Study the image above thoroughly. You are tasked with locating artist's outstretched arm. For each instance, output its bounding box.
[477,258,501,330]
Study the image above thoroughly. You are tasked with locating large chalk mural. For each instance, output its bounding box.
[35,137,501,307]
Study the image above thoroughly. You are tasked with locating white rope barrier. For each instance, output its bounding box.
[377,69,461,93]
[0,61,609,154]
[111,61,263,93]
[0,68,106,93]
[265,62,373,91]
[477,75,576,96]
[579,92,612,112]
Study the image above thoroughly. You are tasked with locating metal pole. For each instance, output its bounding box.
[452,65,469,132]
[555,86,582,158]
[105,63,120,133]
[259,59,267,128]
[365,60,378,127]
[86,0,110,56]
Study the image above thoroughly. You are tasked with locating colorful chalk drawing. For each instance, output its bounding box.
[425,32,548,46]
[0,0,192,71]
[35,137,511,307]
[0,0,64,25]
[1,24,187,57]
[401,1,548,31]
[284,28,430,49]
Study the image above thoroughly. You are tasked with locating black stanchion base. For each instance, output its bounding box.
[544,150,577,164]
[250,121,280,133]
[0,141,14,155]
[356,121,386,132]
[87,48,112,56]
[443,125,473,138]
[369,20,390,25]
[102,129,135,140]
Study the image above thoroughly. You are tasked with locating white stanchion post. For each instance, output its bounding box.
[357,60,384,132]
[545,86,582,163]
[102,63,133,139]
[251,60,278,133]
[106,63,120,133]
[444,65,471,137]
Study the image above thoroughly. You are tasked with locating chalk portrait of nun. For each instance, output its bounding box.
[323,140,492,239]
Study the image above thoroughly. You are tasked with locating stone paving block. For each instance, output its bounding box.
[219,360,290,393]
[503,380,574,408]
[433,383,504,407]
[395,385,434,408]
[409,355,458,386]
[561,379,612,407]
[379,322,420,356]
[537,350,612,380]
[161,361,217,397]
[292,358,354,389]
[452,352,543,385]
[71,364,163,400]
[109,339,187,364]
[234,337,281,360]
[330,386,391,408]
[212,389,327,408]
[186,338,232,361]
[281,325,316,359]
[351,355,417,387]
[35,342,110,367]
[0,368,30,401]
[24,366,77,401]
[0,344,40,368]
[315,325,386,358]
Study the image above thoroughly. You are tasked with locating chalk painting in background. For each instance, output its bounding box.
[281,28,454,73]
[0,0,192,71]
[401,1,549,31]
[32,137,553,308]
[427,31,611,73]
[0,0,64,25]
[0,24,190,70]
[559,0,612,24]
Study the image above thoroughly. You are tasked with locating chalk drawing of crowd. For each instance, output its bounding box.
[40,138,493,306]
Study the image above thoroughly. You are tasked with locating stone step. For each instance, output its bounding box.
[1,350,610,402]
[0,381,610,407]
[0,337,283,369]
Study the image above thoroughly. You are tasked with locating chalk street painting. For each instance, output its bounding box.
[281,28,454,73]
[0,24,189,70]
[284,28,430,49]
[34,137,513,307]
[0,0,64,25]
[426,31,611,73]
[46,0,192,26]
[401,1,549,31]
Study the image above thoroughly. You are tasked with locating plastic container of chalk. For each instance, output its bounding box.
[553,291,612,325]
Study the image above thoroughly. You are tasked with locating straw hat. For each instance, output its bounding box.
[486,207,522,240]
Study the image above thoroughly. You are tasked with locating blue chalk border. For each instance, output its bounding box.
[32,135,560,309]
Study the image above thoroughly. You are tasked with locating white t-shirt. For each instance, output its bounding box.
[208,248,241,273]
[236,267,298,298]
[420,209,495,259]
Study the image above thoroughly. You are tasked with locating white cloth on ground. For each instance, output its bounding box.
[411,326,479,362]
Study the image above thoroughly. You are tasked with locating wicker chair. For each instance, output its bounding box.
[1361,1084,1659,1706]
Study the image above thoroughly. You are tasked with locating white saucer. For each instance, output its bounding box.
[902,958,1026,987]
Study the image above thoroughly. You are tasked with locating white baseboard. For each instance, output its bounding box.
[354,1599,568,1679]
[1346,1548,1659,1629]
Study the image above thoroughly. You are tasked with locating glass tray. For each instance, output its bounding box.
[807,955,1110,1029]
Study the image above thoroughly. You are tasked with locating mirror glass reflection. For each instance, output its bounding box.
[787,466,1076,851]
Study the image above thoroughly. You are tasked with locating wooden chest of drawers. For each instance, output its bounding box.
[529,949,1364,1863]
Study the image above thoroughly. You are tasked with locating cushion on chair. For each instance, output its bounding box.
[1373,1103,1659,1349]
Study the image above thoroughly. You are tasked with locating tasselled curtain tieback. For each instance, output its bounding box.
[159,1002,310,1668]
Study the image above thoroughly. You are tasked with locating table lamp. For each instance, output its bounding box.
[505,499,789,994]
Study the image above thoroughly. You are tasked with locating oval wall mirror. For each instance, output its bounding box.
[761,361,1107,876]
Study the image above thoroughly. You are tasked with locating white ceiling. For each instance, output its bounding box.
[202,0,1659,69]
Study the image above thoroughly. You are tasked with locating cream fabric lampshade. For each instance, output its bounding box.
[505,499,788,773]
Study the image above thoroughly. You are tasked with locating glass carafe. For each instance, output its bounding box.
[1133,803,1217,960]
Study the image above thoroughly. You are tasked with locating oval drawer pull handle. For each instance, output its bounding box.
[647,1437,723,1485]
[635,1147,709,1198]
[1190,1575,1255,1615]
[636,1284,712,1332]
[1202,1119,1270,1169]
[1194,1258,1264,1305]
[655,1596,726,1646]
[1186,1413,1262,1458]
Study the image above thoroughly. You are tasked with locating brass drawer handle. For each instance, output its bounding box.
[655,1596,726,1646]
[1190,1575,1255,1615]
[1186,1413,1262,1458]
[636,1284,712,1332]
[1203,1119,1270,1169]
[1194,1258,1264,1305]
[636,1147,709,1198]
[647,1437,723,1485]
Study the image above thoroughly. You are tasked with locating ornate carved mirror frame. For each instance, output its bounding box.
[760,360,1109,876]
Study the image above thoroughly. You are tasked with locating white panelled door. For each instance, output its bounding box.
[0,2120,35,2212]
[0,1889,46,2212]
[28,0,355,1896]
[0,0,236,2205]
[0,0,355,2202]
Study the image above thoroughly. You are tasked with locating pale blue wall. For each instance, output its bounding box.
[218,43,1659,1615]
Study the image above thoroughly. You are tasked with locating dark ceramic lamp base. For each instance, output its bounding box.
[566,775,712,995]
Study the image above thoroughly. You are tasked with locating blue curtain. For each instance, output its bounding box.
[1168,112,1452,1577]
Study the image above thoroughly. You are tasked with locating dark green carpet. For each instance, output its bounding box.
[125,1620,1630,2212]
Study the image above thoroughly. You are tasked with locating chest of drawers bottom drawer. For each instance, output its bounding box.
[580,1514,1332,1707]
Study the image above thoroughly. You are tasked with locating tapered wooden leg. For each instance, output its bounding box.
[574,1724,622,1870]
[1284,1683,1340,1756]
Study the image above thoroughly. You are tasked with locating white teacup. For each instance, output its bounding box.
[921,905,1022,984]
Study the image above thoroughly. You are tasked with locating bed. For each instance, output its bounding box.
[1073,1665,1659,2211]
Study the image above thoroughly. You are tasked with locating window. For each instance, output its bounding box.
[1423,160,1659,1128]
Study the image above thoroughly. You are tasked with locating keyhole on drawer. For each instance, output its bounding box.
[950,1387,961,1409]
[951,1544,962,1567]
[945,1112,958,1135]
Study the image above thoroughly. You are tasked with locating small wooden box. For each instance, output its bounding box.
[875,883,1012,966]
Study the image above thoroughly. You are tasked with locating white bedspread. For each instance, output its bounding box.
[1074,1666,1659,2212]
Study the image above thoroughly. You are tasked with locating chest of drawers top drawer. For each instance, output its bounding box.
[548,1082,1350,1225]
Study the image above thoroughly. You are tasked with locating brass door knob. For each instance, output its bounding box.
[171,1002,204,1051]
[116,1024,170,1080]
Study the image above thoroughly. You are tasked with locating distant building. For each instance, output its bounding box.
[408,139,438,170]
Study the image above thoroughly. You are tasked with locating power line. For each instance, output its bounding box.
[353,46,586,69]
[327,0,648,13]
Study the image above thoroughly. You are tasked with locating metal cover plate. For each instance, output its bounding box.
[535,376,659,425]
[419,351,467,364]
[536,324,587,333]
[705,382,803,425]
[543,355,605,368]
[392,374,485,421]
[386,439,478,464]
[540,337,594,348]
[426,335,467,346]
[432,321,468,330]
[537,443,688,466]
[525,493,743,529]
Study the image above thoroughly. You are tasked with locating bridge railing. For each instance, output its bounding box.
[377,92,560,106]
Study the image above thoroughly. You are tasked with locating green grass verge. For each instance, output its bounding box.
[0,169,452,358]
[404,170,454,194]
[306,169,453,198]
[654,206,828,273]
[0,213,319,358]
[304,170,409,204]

====================

Activity:
Repeat only the lines starting at the one that contains "with locating keyhole" and ending at the last line above, exactly as written.

Finished exercise:
Study the image above thoroughly. You are tasked with locating keyhole on drawer. For each instance, output its bounding box.
[950,1387,961,1409]
[951,1544,962,1567]
[945,1112,958,1135]
Study the image above thoroughly. You are tasked with locating small wooden box. For each instance, output its bounding box.
[875,883,1012,966]
Study the image above thoroughly. You are tasked with locating white bedspread. For each instance, output its bounding box.
[1074,1666,1659,2212]
Study the image above thoroughly. You are tasked with locating chest of drawers top drawer. For each instance, output its bounding box.
[548,1082,1350,1225]
Study the image above thoroughly. You are tasked with locating brass door knob. For each instance, output its bounding box.
[171,1002,204,1051]
[116,1024,170,1080]
Study the image above thoroughly. You are tasked with locating distant building. For each instance, output its bounding box.
[408,139,438,170]
Study the image above thoroughly. You are tasked with locating power line. For each instance, output its bounding box.
[353,46,586,69]
[327,0,648,13]
Study the image above thoroughly. You are tasked with locating metal cover plate. For each instance, output its bounding box.
[535,376,659,425]
[419,351,467,364]
[536,324,587,333]
[705,382,803,425]
[543,355,605,368]
[392,374,485,421]
[386,439,478,464]
[540,337,594,348]
[426,335,467,346]
[432,321,468,330]
[537,443,688,466]
[525,493,743,529]
Study the image above thoroughly. You are tasked with locating bridge railing. For each instance, output its bounding box.
[377,92,560,106]
Study the image above thoroughly. You are tasked with locating green grass verge. For each instance, output its bounding box.
[0,169,452,358]
[404,170,454,194]
[306,169,453,198]
[654,206,828,273]
[0,213,319,358]
[304,170,409,204]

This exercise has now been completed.